Istruzione scritta 1: Trova nell'elenco tutte le righe in cui compare la parola "elderly" e ricopiale.

Testo di lettura:
◆ ◆ ◆

Nella seconda sezione (vv. 3:1 a 4:5) Michea denuncia il peccato di corruzione: i sacerdoti e i profeti, venivano pagati per ostentare una falsa sicurezza: non ci verrà addosso nessun male! La conseguente catastrofe fu il silenzio di Dio, ovvero nessuna risposta quando i capi avrebbero chiesto l’aiuto di Dio. Gerusalemme, in cui si potevano ammirare capolavori architettonici di centinaia di anni di lavoro, sarebbe diventata un campo arato con una manciata di alberi sparsi.
Il messaggio di speranza che chiude la seconda sezione del libro (Michea 4:1-5), è un chiaro riferimento al regno milleniale in cui satana sarà legato per mille anni e non potrà sedurre le nazioni.
La terza sezione del libro (4:9 - 7:20) in contrasto ad un popolo sotto assedio, deportato e di un re umiliato, viene ritratto un dominatore che governa con forza il suo popolo che vive nella sicurezza. Una sofferenza limitata la cui fine è segnata dal ritorno degli esuli e lo stabilirsi di un regno di pace in cui Cristo sarà il re.
Nei primi versi del capitolo 6 (1:5) Dio contende con il suo popolo e vuole discutere con Israele manifestando la sua giustizia e le sue opere in favore del popolo d’Israele: di come l’ha tirato fuori dall’Egitto e riguardo all’episodio di Balac.

◆ ◆ ◆

[Record con annotazioni di coordinate]

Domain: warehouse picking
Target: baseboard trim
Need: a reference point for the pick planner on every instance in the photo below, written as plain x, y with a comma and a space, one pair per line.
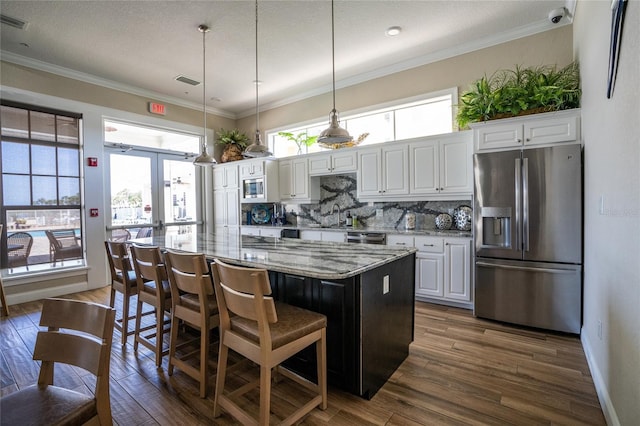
606, 404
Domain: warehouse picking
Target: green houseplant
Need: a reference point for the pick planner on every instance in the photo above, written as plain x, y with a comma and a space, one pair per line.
301, 139
234, 142
509, 93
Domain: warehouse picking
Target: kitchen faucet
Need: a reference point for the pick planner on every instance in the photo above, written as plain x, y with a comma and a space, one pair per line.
332, 208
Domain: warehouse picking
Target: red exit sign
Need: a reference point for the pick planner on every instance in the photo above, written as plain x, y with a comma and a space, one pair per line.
156, 108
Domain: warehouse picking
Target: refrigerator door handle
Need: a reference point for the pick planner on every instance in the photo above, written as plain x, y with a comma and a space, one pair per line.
526, 268
525, 203
518, 194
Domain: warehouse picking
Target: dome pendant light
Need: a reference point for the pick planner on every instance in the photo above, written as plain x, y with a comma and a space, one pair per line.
257, 148
334, 134
204, 159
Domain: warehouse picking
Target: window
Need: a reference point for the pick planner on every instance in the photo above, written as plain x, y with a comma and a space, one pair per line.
41, 186
430, 114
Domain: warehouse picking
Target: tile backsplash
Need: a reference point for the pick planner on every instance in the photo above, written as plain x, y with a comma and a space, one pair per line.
341, 190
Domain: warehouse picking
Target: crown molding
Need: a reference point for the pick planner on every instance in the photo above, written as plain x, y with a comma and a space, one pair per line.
482, 43
109, 84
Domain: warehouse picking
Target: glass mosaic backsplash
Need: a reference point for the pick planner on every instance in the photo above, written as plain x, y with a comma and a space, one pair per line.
341, 190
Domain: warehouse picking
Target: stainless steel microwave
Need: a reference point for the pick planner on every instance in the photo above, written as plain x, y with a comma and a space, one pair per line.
253, 188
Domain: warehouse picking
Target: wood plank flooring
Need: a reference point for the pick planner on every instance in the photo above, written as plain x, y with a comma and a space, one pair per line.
461, 371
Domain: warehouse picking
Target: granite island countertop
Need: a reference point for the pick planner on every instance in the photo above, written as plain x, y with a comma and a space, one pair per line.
315, 259
388, 231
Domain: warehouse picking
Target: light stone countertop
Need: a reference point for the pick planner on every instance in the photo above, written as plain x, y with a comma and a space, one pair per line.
388, 231
315, 259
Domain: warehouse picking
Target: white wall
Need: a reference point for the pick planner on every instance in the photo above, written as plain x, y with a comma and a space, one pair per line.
612, 234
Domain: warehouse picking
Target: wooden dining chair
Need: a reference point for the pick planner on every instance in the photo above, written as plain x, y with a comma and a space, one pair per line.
79, 334
192, 302
153, 289
123, 281
267, 333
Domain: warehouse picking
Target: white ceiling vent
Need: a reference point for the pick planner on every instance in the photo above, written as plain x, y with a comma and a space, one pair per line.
13, 22
187, 80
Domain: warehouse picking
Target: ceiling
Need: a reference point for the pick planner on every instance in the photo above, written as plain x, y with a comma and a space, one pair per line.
142, 46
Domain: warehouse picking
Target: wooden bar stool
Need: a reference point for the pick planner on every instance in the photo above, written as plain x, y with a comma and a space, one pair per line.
153, 289
3, 299
123, 280
267, 333
192, 302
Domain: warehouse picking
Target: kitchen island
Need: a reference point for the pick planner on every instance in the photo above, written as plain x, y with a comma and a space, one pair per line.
366, 292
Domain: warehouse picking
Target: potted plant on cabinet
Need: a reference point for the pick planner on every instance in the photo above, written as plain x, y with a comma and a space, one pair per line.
509, 93
234, 142
301, 139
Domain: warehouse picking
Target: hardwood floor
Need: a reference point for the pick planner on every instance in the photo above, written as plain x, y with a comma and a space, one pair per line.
461, 371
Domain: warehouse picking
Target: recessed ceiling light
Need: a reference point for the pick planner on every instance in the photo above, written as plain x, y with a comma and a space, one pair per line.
393, 31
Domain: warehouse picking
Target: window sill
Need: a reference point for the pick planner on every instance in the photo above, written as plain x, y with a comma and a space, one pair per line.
43, 272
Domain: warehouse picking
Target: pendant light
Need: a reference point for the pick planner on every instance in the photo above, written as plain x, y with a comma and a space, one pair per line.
334, 134
257, 148
204, 159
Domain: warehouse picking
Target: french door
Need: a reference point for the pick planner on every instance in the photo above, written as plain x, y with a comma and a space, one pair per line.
151, 192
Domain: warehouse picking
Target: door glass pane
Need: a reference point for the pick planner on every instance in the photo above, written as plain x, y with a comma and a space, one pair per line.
69, 191
130, 189
15, 157
43, 126
44, 190
15, 190
43, 160
15, 122
68, 162
179, 191
67, 129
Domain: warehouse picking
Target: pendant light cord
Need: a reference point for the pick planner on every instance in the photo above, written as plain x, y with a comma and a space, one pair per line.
204, 29
256, 82
333, 56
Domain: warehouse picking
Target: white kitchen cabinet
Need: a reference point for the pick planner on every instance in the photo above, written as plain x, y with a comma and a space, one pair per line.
259, 181
294, 182
333, 163
225, 176
252, 168
443, 267
457, 272
383, 172
533, 130
442, 166
226, 208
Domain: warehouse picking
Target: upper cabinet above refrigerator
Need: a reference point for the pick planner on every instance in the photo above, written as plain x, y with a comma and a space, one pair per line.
533, 131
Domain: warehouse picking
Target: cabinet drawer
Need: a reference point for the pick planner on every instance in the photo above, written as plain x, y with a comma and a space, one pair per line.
400, 240
429, 244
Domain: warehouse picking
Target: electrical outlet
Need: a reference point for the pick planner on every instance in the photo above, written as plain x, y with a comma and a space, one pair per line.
599, 329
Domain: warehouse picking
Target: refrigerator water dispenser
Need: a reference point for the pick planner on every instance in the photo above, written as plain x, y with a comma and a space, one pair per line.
496, 227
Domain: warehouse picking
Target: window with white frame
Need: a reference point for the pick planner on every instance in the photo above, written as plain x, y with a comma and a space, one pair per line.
427, 115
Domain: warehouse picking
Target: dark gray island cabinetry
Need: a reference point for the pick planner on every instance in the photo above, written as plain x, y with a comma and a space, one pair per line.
366, 292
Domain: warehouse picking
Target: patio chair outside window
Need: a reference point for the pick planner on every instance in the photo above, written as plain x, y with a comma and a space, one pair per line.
63, 244
18, 249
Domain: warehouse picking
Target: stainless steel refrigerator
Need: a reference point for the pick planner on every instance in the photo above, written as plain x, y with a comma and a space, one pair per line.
528, 237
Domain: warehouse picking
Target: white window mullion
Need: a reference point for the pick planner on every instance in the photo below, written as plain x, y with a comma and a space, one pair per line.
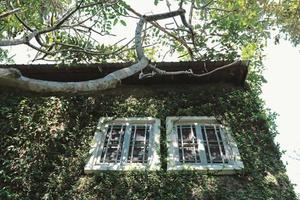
107, 144
207, 144
126, 144
182, 147
119, 144
218, 139
145, 141
194, 138
201, 147
133, 143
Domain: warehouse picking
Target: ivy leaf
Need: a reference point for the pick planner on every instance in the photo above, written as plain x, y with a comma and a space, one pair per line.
123, 22
115, 21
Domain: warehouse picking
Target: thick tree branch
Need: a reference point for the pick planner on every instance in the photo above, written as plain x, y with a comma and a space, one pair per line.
10, 12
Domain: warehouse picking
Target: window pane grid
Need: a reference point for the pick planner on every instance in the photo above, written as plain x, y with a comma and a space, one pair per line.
112, 148
214, 146
188, 145
139, 144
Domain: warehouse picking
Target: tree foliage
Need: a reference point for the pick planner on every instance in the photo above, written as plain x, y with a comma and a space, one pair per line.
221, 29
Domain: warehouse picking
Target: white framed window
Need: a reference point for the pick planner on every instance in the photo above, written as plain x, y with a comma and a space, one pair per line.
201, 143
125, 144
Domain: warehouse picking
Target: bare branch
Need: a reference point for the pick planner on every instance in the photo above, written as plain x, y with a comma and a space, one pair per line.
178, 39
157, 71
10, 12
13, 77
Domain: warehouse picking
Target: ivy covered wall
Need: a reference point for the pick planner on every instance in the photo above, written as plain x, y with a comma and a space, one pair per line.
45, 142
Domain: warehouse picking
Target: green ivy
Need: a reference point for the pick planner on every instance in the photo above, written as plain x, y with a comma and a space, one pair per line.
45, 142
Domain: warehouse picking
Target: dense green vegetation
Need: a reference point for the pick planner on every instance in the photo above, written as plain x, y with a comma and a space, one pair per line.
45, 142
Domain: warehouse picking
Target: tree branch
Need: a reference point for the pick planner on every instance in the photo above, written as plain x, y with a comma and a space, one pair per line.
13, 77
160, 72
10, 12
178, 39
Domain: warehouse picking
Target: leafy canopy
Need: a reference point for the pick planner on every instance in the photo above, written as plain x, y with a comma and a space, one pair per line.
229, 29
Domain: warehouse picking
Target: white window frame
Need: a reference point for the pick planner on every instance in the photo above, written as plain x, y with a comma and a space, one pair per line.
99, 138
231, 150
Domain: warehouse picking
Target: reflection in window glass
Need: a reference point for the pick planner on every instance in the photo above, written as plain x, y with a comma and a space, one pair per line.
187, 143
113, 143
139, 144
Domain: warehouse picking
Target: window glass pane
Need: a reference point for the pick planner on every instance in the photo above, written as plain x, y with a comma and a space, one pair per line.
187, 143
213, 144
113, 143
139, 144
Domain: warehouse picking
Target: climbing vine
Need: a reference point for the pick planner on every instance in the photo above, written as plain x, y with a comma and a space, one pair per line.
45, 143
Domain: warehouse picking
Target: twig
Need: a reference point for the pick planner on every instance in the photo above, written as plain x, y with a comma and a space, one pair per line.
10, 12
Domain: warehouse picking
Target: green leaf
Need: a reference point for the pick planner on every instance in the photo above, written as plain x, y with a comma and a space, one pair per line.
115, 21
123, 22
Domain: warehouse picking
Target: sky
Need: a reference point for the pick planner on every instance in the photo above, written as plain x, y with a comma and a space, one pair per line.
281, 93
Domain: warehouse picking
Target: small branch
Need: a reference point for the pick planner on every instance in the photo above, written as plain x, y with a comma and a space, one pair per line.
10, 12
191, 11
178, 39
157, 71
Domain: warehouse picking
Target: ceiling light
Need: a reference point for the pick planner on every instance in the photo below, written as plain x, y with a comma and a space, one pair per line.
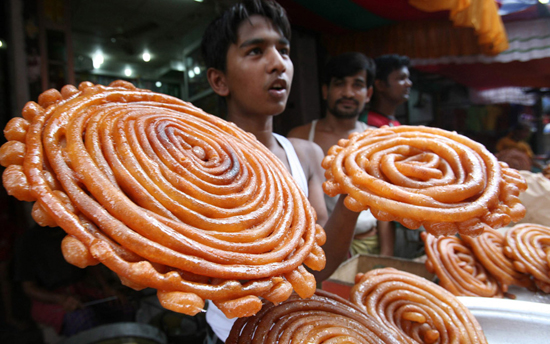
146, 56
98, 59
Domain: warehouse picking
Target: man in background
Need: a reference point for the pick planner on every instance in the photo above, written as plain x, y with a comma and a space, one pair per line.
391, 88
347, 88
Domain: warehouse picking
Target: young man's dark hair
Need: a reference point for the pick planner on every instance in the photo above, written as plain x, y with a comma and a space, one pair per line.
386, 64
348, 64
222, 32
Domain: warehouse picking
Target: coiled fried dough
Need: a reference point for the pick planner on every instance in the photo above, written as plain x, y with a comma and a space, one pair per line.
528, 245
165, 195
424, 176
415, 309
488, 249
457, 268
323, 318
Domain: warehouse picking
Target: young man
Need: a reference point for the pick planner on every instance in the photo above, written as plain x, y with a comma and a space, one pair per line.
346, 89
391, 89
247, 54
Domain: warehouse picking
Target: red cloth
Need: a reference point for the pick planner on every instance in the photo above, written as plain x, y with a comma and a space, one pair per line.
377, 120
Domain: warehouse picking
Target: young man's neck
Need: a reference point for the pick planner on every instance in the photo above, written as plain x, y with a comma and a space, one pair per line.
260, 126
384, 107
339, 124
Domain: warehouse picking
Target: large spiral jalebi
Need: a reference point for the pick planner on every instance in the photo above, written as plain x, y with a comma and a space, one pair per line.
415, 309
424, 176
323, 318
528, 245
165, 195
457, 268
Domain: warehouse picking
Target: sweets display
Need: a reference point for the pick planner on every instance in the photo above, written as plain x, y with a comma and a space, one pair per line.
165, 195
323, 318
415, 309
424, 176
457, 267
528, 245
488, 249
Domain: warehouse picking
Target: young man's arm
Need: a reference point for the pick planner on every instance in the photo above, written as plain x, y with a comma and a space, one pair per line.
386, 237
340, 227
301, 132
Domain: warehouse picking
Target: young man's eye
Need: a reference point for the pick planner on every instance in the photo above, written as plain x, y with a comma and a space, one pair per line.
255, 51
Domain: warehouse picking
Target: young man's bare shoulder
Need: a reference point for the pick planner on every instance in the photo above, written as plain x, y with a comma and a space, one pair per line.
301, 132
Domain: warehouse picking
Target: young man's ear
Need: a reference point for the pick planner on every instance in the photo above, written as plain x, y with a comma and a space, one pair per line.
324, 91
379, 84
216, 79
370, 91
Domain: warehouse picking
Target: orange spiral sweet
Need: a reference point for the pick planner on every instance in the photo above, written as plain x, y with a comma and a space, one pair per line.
424, 176
488, 249
528, 245
323, 318
165, 195
457, 268
415, 309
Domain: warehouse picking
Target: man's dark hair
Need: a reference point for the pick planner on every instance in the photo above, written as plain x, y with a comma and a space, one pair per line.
222, 32
348, 64
386, 64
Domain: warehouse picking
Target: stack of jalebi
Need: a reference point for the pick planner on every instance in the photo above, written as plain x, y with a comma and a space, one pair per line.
415, 309
323, 318
165, 195
424, 176
457, 268
528, 245
488, 249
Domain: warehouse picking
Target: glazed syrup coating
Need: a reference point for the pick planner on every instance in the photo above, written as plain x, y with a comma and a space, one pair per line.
528, 245
424, 176
457, 268
323, 318
165, 195
488, 249
415, 309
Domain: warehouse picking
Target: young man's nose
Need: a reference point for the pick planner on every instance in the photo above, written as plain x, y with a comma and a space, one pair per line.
347, 91
276, 61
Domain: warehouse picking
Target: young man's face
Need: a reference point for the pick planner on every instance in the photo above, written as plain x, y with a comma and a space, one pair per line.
346, 97
398, 86
259, 70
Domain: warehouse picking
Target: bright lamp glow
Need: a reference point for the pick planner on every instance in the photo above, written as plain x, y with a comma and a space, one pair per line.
146, 56
98, 59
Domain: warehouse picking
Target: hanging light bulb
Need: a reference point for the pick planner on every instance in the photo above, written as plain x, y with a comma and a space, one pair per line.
146, 56
98, 59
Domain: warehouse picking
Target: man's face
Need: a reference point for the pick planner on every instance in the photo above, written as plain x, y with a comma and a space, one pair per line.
346, 97
259, 70
398, 86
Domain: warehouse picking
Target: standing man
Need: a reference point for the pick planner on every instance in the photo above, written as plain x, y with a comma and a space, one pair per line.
247, 52
391, 89
347, 88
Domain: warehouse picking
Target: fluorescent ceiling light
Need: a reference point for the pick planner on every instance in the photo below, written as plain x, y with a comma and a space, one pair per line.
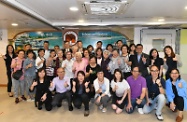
73, 8
161, 20
80, 21
14, 24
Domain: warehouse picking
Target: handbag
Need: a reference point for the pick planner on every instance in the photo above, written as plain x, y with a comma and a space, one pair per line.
18, 73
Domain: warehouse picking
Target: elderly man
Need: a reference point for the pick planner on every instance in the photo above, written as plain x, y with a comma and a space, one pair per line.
62, 85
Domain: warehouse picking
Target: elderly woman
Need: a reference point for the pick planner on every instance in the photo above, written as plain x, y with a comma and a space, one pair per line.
59, 61
176, 92
17, 64
116, 62
104, 64
78, 64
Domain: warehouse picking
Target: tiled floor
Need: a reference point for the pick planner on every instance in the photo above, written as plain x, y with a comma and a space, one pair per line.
26, 112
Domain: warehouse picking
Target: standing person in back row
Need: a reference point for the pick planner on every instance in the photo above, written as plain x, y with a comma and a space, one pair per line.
141, 60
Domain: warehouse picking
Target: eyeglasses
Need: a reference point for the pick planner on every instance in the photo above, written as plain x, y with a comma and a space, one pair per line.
154, 70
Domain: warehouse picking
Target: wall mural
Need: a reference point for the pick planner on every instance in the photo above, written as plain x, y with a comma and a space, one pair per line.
36, 39
107, 37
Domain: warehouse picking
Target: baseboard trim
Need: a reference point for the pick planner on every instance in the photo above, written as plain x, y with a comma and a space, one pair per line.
3, 85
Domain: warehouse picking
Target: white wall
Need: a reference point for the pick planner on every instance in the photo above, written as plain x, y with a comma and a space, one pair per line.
4, 41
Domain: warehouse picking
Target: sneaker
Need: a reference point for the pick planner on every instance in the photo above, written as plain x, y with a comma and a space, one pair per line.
159, 117
17, 100
86, 113
104, 110
23, 98
101, 107
140, 111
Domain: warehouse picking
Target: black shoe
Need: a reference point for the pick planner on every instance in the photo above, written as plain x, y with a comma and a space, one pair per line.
23, 98
86, 113
71, 108
59, 105
17, 100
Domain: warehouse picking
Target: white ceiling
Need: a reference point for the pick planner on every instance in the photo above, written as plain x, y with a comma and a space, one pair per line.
57, 13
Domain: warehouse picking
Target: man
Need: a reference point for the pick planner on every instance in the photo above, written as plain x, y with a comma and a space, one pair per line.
102, 91
66, 48
137, 93
141, 60
80, 46
119, 45
155, 95
46, 48
62, 85
99, 44
67, 64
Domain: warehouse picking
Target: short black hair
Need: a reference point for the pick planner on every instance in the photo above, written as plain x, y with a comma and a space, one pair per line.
100, 42
30, 51
46, 42
139, 45
41, 50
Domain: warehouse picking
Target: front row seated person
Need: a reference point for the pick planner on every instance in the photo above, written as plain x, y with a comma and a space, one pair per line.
102, 90
42, 95
176, 92
137, 91
62, 86
155, 93
120, 88
81, 92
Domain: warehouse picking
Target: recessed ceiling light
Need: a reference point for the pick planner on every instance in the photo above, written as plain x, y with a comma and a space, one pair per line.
14, 24
80, 21
161, 20
73, 8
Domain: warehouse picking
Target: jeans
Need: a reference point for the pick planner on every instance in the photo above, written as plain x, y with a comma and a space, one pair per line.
104, 100
134, 104
159, 101
19, 85
57, 101
29, 81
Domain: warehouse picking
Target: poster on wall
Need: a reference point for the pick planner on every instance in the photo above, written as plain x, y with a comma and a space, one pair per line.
36, 39
107, 37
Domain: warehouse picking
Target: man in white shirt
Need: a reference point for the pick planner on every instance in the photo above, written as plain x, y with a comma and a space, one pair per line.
46, 48
68, 65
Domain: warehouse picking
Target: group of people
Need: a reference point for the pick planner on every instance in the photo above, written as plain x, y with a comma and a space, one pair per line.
123, 74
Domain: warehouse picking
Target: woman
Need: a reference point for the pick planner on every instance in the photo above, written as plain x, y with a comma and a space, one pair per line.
119, 87
132, 49
59, 61
176, 92
127, 61
90, 49
155, 93
79, 64
104, 64
17, 64
156, 60
40, 60
42, 95
81, 90
10, 54
116, 62
102, 90
29, 75
86, 56
91, 72
99, 55
50, 65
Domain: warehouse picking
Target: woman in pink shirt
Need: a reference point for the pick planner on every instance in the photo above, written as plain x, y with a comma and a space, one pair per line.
17, 64
79, 64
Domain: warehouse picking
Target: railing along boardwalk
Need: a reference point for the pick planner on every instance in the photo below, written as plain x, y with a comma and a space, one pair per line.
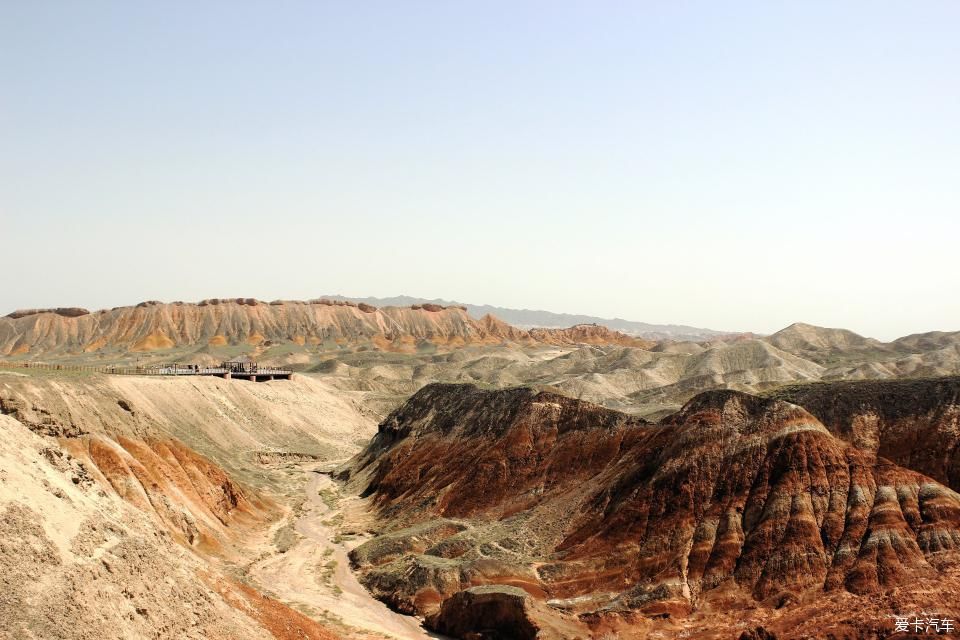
242, 372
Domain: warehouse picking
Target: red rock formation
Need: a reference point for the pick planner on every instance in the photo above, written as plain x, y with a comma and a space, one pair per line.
152, 326
914, 423
735, 501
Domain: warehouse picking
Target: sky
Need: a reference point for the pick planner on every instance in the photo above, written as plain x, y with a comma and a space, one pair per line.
732, 165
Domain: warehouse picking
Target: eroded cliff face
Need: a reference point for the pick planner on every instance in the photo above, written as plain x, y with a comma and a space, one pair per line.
154, 326
914, 423
739, 504
113, 525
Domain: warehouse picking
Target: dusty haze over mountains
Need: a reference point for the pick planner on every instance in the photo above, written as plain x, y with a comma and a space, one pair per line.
686, 364
666, 163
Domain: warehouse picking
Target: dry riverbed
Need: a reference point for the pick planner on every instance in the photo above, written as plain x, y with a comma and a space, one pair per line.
310, 570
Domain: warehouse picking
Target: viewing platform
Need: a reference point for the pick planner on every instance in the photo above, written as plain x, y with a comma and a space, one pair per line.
234, 369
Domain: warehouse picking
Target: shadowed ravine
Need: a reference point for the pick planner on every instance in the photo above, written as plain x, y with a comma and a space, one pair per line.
315, 572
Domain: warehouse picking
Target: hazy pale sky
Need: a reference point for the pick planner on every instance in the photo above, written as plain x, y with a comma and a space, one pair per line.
734, 165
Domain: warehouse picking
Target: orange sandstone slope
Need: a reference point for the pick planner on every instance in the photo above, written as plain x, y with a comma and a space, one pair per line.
152, 326
735, 513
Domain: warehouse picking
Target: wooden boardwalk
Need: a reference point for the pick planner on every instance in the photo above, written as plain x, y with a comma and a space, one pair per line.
226, 370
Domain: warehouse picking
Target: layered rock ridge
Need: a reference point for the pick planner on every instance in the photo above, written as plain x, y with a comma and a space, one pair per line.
735, 498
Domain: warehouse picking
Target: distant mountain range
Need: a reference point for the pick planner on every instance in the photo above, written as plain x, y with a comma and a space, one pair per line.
529, 318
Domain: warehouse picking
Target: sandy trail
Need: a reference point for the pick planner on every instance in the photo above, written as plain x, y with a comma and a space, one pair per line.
315, 573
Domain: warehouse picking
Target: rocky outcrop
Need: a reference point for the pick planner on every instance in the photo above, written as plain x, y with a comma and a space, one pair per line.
66, 312
914, 423
734, 499
502, 613
215, 322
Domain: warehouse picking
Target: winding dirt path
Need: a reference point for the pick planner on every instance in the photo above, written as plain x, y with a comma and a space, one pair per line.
315, 573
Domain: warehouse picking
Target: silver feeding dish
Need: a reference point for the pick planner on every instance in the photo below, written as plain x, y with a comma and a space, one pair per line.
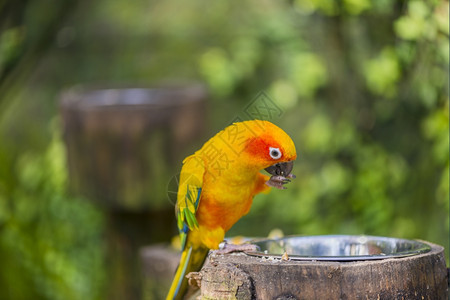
338, 247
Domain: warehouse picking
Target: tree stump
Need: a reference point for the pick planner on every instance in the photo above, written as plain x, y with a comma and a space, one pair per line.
239, 276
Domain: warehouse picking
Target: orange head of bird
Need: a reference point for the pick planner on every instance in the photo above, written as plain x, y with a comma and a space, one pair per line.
270, 149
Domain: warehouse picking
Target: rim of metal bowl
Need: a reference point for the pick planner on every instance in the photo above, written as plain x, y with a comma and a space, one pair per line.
416, 247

◆ ◆ ◆

Istruzione scritta 2: Traduci in inglese questa frase del brano sul libro di Michea: «Il messaggio di speranza che chiude la seconda sezione del libro (Michea 4:1-5), è un chiaro riferimento al regno milleniale in cui satana sarà legato per mille anni e non potrà sedurre le nazioni.»

Risposta corretta 1:
Target: elderly man
Target: elderly woman

Risposta corretta 2: The message of hope that closes the second section of the book (Micah 4:1-5) is a clear reference to the millennial kingdom in which Satan will be bound for a thousand years and will not be able to seduce the nations.